→ **Provided passage**
========================================================================

Lets have a little science fun with the weather and make a rain gauge. We can learn about
the clouds and how rain forms, then measure the amount of rainfall.

Materials Make A Rain Gauge
• 2 Liter Plastic Bottle
• Scissors or Carpet Knife
• Duct Tape
• Sand
• Sharpie Marker
• Ruler

Process To Make A Rain Gauge:

1) Empty and wash out the 2 liter bottle so it's nice and clean.

2) Take the scissors or carpet knife and cut off the spout top right where the taper or curve
begins.

3) Fill bottom of the bottle with 1/2 inch of sand. This will create ballast and  keep the bottle
from falling over.

4) Pour in just enough water so you can see the water level above the sand. This is called
the saturation point.

5) Use the Sharpie Marker to draw a line at the saturation point above the sand. Next to the
line write "starting point".

6) Line the ruler up (from the starting/saturation point) and draw a line for every inch up to the
top of the bottle. Go back and use the marker to add dots for 1/4, 1/2, 3/4 inch spots between
every inch.

7) Take the top "cut off" spout portion of the bottle and flip it upside down. Insert it into the
bottle and use some duct tape to secure it. This part will help catch and collect the rainfall by

8) Find a good place to put your rain gauge. Make sure nothing is blocking it from above and
its in a stable wide open area.

The Science Behind A Rain Gauge

Basically, any measuring glass left outside can serve as a rain gauge. However, since most
rain showers are usually quite windy, you'll want to fasten your rain gauge somewhere so
that it doesn't blow over.

Locate a good place for your gauge. There should be nothing overhead, like trees, electric
wires, or the edge of a roof. These obstructions can direct rainwater into or away from your
gauge, creating a false reading. The edge of a fence, away from the building, is often a good

Once you have found the spot, set your rain gauge in place. Wait for rain, then record your
measurement, and empty the gauge. Now grab some friends and Make A Rain Gauge.

The United States Weather Bureau is home to the official rain gauge. The device is a large
cylinder 19.7 inches tall with a  7.9 inch wide funnel. Professional rain gauges utilize a
protecting housing around the measuring cylinder inside the gauge to ensure accuracy.

Why Does it Rain?

When the water droplets or ice crystals that make up clouds become too large to remain
suspended in the air, they fall. Water in any form that falls from clouds-snow, rain, hail-is
called precipitation. Many different conditions cause precipitation. In tropical regions of the
world, air currents cause the water droplets in a cloud to bump into one another; this
bumping forces them together into larger droplets and they fall as rain. If the cloud is high in
the sky, and the air the rain passes through is warm and dry, the rain may evaporate before it
ever reaches Earth. In colder climates, most rain starts out as snowflakes or ice crystals.

========================================================================

→ **Supplied entries**

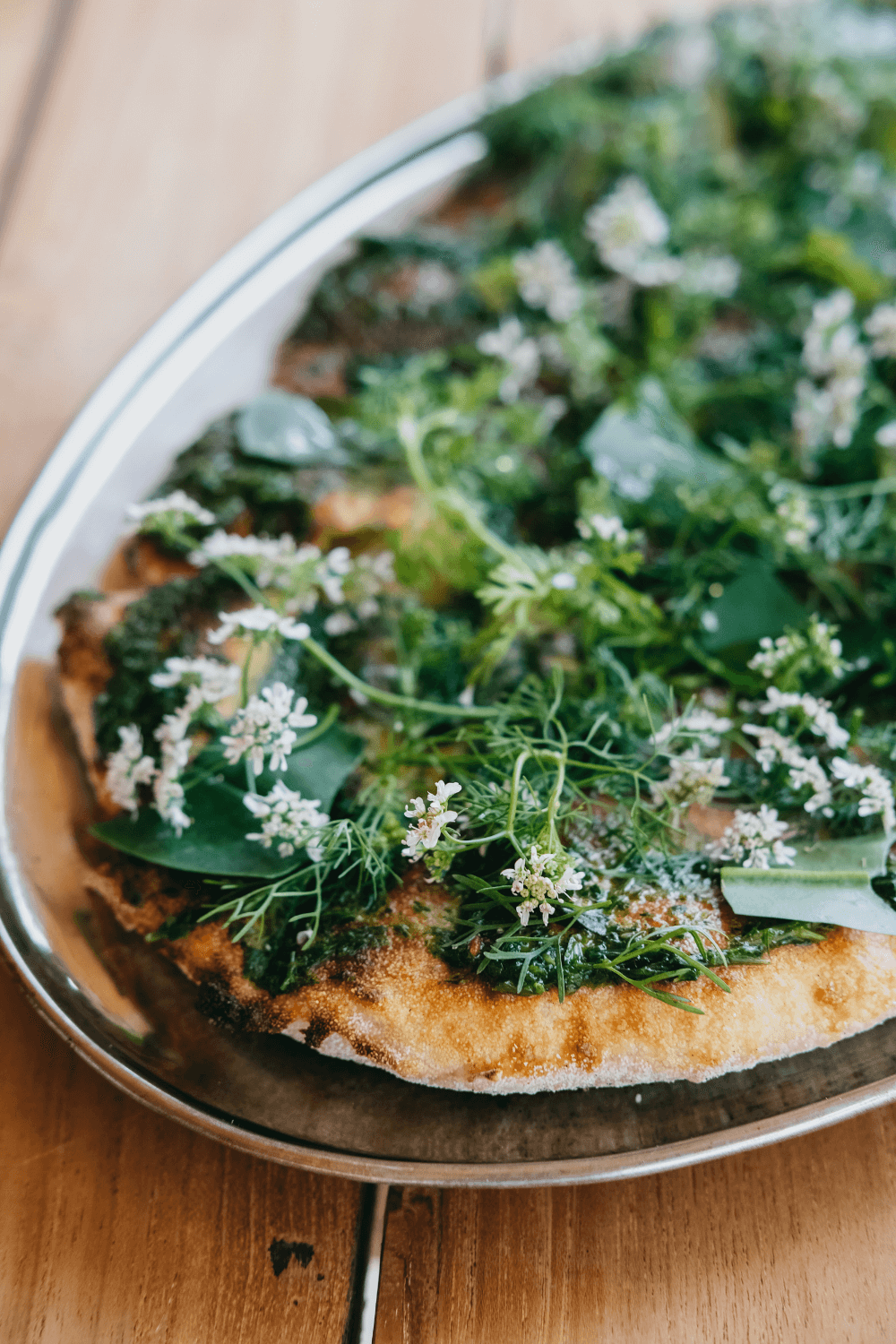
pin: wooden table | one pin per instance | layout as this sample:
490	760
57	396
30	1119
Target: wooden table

========================================================================

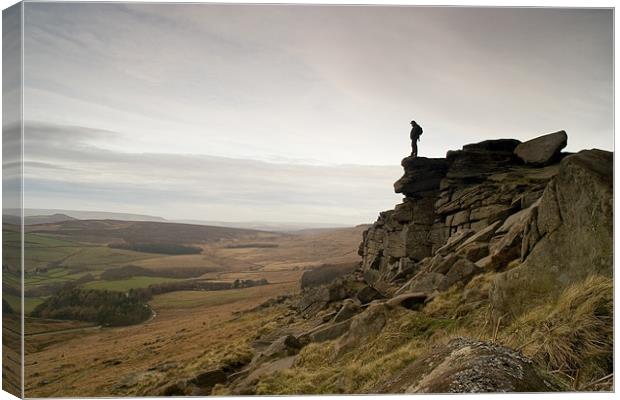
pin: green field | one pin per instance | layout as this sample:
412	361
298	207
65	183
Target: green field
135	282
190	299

========================================================================

→ **Given problem A**
Copy the rain gauge activity word for word, from "6) Line the" to "wide open area.".
→ **Given problem B**
Write the next part of the rain gauge activity, picking up after its final sentence.

→ **Written response A**
6) Line the ruler up (from the starting/saturation point) and draw a line for every inch up to the
top of the bottle. Go back and use the marker to add dots for 1/4, 1/2, 3/4 inch spots between
every inch.

7) Take the top "cut off" spout portion of the bottle and flip it upside down. Insert it into the
bottle and use some duct tape to secure it. This part will help catch and collect the rainfall by

8) Find a good place to put your rain gauge. Make sure nothing is blocking it from above and
its in a stable wide open area.

→ **Written response B**
Depending on how high the cloud and how warm the air, these crystals will fall to Earth either
as rain or as snow (or perhaps as sleet or hail).

The Science of Clouds

Clouds are a wonderful part of the weather cycle. They form when little tiny droplets of water
or ice crystals collect in the air. Weather scientists have a way to classify the clouds by their
height in the atmosphere, their shapes, and what they are made of.

Cirrus Clouds - are the highest of all clouds in earths atmosphere. Because they are so high
in the sky, they are made of ice crystals. These clouds appear thin and spread out with wispy
little tails that trail off them.

Alto Clouds - are found in the middle of the sky or atmosphere. They are made up of both
water droplets and ice crystals. Often when you see them they span the entire sky and have
dark grey portions. These clouds usually bring thunderstorms and
lightning.

Stratus Clouds - are found at the lowest levels of the sky or atmosphere. These clouds have
the appearance of fog and often bring light mist.

Cumulus Clouds - are not classified by any particular height. Instead they are classified by
shape. They appear flat on the bottom and round at the top. These clouds can bring lots of
rain, snow, hail, thunder or lightning. If your watching this type of cloud, be on the lookout for
when the rounded top portion starts to grow taller and reach up higher in the sky. This
signals the storm may start soon.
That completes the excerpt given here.